─── Supplied material
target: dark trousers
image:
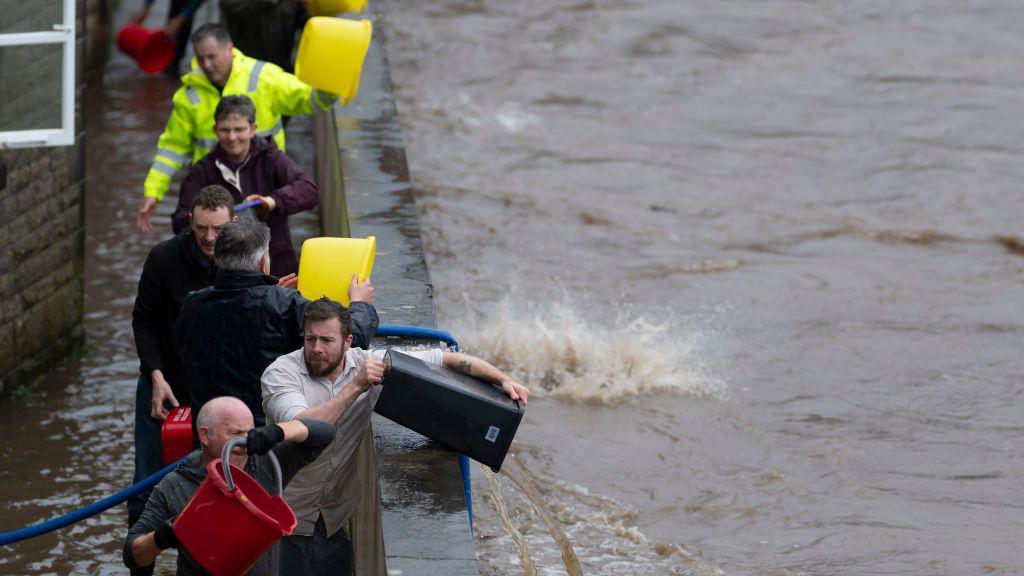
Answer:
[128,374,164,576]
[281,517,352,576]
[128,374,164,524]
[164,0,198,78]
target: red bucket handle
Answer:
[220,438,285,496]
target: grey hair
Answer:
[213,218,270,272]
[196,396,248,429]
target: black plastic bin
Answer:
[374,349,523,471]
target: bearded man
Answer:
[262,298,529,575]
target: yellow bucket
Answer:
[295,16,374,106]
[298,236,377,306]
[306,0,367,16]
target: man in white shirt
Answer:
[262,298,529,575]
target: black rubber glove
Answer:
[246,424,285,454]
[153,520,181,550]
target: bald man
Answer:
[122,397,334,576]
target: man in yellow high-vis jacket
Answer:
[135,24,337,232]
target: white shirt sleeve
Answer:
[261,356,309,422]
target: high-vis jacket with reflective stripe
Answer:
[145,49,336,201]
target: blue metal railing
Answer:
[0,324,473,546]
[377,324,473,530]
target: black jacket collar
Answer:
[213,271,278,290]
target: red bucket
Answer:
[118,24,174,74]
[160,406,193,466]
[174,440,297,576]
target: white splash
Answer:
[444,298,727,404]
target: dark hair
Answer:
[188,184,234,219]
[302,296,352,340]
[191,22,231,46]
[213,94,256,124]
[213,218,270,272]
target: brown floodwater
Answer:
[383,0,1024,575]
[0,0,1024,576]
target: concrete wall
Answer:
[0,0,91,395]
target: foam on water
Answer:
[455,297,728,404]
[474,453,725,576]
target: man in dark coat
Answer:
[171,95,319,277]
[122,398,334,576]
[174,218,379,425]
[128,186,260,537]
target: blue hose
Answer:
[0,455,188,546]
[0,324,473,546]
[377,324,473,530]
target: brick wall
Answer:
[0,0,91,395]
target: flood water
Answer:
[383,0,1024,575]
[0,0,1024,576]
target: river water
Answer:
[0,0,1024,576]
[383,0,1024,575]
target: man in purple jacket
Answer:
[171,95,319,277]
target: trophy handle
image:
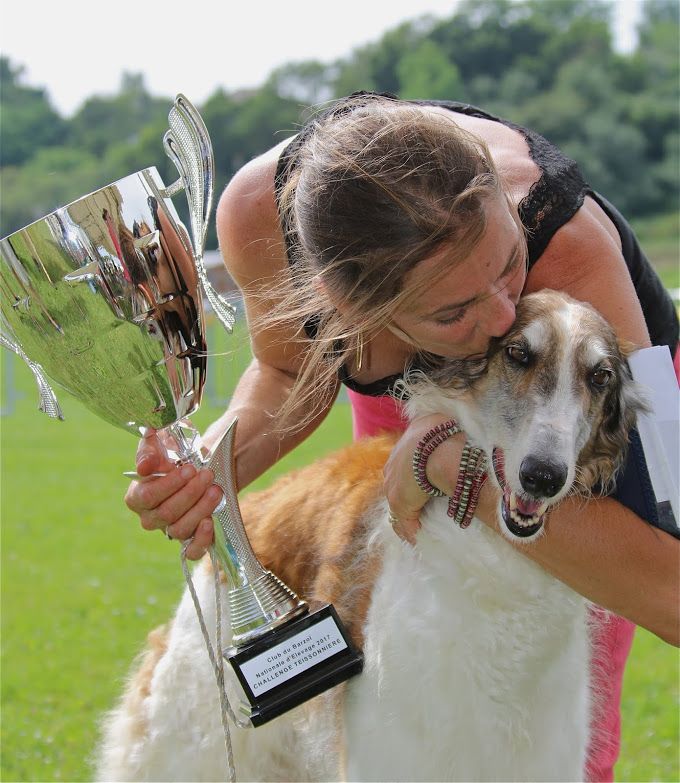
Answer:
[0,331,64,421]
[162,93,236,332]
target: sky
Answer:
[0,0,643,116]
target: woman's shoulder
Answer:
[216,139,290,285]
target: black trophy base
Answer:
[224,604,364,726]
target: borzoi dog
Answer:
[98,292,643,781]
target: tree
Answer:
[397,39,463,99]
[0,57,66,166]
[68,73,172,156]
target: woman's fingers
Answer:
[137,429,175,476]
[388,511,420,545]
[160,471,222,541]
[125,465,197,530]
[185,517,213,560]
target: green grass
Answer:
[0,243,680,781]
[633,212,680,288]
[0,356,351,781]
[0,356,680,781]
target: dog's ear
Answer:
[581,344,649,491]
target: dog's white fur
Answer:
[98,294,639,781]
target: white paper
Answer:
[239,617,347,696]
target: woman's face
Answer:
[392,197,526,358]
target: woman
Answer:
[126,94,679,780]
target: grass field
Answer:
[0,254,680,781]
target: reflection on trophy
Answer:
[0,95,362,725]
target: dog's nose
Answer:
[519,457,567,498]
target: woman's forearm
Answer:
[477,487,680,646]
[203,360,335,489]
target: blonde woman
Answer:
[126,93,680,780]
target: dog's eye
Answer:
[589,367,614,389]
[505,345,529,367]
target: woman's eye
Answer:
[434,310,465,326]
[590,367,612,389]
[505,345,529,367]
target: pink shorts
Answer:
[347,388,640,781]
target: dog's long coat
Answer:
[99,292,641,781]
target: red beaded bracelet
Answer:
[411,419,460,498]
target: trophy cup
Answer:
[0,95,363,726]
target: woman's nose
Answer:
[480,291,515,337]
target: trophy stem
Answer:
[170,419,308,648]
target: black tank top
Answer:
[275,92,679,396]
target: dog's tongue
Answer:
[515,496,543,517]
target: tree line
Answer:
[0,0,680,245]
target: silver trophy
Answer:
[0,95,362,725]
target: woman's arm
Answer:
[125,139,337,559]
[386,199,680,645]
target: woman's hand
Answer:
[383,414,465,544]
[125,430,222,560]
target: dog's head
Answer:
[408,291,645,541]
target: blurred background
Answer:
[0,0,680,781]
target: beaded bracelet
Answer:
[411,419,460,498]
[446,441,488,528]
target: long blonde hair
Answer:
[264,96,519,434]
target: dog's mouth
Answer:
[491,446,548,538]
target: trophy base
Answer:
[224,604,364,726]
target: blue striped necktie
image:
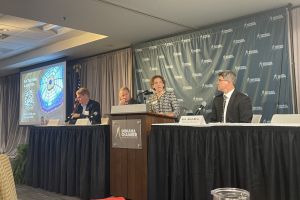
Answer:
[221,94,227,122]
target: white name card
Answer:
[179,115,206,124]
[47,119,60,126]
[75,118,91,126]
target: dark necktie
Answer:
[221,95,227,122]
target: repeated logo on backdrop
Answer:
[134,8,293,122]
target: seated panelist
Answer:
[210,70,253,123]
[148,75,180,117]
[70,88,101,124]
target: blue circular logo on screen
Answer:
[38,66,64,112]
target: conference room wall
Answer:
[291,5,300,113]
[0,74,28,156]
[134,7,294,122]
[69,48,133,115]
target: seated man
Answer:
[210,70,253,123]
[119,86,138,105]
[70,88,101,124]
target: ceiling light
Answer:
[42,24,58,31]
[0,33,9,40]
[0,28,9,32]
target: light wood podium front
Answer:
[110,113,175,200]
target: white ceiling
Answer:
[0,0,300,76]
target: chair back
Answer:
[271,114,300,124]
[251,115,262,124]
[0,154,17,200]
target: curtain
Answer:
[134,7,294,122]
[71,48,132,115]
[0,74,28,156]
[291,7,300,113]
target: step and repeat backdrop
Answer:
[134,8,294,122]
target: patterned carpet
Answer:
[16,185,80,200]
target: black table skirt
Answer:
[148,126,300,200]
[25,126,110,199]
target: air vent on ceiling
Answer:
[0,33,9,40]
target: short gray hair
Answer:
[218,70,236,84]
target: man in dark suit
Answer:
[210,70,253,123]
[70,88,101,124]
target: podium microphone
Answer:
[195,101,206,115]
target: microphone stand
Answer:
[136,90,153,104]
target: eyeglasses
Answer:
[218,79,228,82]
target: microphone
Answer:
[65,98,79,122]
[65,113,73,122]
[195,101,206,115]
[137,90,153,97]
[89,111,98,119]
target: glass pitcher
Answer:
[211,188,250,200]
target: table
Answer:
[148,124,300,200]
[25,125,110,199]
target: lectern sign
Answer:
[112,119,142,149]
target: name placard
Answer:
[75,118,91,126]
[47,119,60,126]
[179,115,206,124]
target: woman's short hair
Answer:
[76,87,90,97]
[150,75,166,88]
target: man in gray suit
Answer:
[210,70,253,123]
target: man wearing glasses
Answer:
[210,70,253,123]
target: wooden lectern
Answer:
[110,104,175,200]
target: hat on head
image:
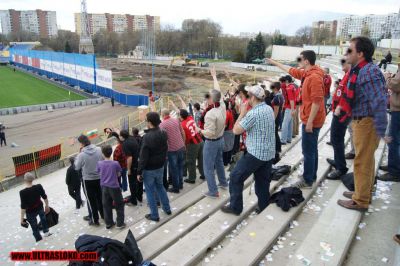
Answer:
[245,85,265,100]
[24,172,35,182]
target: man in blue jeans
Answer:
[197,68,228,198]
[327,59,351,180]
[378,66,400,182]
[221,85,275,215]
[267,50,326,188]
[19,172,51,242]
[160,109,186,193]
[137,112,171,222]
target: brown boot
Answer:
[343,191,354,199]
[337,200,368,212]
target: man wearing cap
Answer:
[197,68,228,198]
[221,85,275,215]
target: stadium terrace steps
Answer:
[150,116,331,265]
[203,138,338,266]
[287,141,385,266]
[113,130,301,246]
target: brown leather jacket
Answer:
[387,69,400,112]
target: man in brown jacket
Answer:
[378,64,400,182]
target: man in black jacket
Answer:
[119,130,143,206]
[137,112,171,222]
[65,157,83,209]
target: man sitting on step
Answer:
[222,86,275,215]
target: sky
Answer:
[0,0,400,35]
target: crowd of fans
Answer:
[21,37,400,245]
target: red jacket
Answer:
[113,144,128,169]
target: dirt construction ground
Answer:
[0,59,271,179]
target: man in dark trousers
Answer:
[75,135,104,226]
[379,51,392,70]
[65,157,83,209]
[0,124,7,147]
[119,130,143,206]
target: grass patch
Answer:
[113,77,136,82]
[0,66,86,108]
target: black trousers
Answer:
[68,183,82,209]
[83,179,104,222]
[0,137,7,146]
[128,168,143,205]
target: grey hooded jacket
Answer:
[75,144,103,180]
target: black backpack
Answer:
[269,187,304,212]
[38,207,59,230]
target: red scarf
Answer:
[199,102,221,129]
[339,60,368,123]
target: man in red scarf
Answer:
[327,59,351,180]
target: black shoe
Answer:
[168,188,179,194]
[326,158,336,167]
[378,173,400,182]
[379,165,389,172]
[221,206,240,216]
[89,221,100,226]
[326,170,344,180]
[106,223,115,229]
[254,207,262,214]
[117,223,126,229]
[144,214,160,222]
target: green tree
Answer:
[361,24,371,38]
[254,32,265,59]
[232,50,246,63]
[246,39,256,63]
[272,31,287,45]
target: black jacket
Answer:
[69,230,143,266]
[138,128,168,173]
[65,165,82,187]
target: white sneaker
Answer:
[291,178,312,189]
[43,231,53,237]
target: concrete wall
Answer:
[378,39,400,49]
[0,98,104,116]
[0,138,117,192]
[271,45,304,61]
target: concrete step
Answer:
[152,119,330,265]
[287,142,385,265]
[113,134,300,244]
[203,139,338,266]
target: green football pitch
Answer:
[0,66,85,108]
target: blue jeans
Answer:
[168,149,185,191]
[26,208,49,242]
[281,109,293,143]
[118,169,128,191]
[143,167,171,219]
[331,115,350,174]
[229,152,272,214]
[203,138,228,195]
[301,124,321,185]
[388,111,400,177]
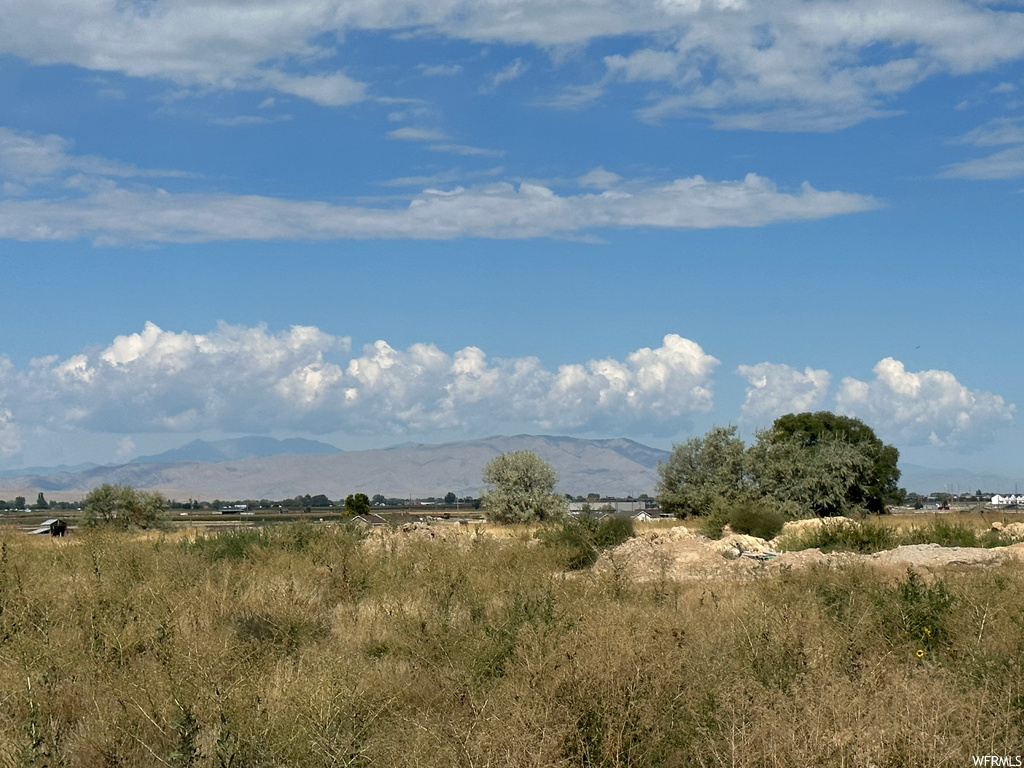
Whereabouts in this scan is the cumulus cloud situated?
[0,128,878,245]
[0,323,719,442]
[736,362,830,424]
[387,126,447,141]
[836,357,1016,451]
[480,58,529,93]
[0,0,1024,123]
[0,408,22,456]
──────
◆ **What is required**
Count the lines above that contain the string "brown", treating uppercase and lowercase letters as different, and reply with only the number.

◆ **In response**
4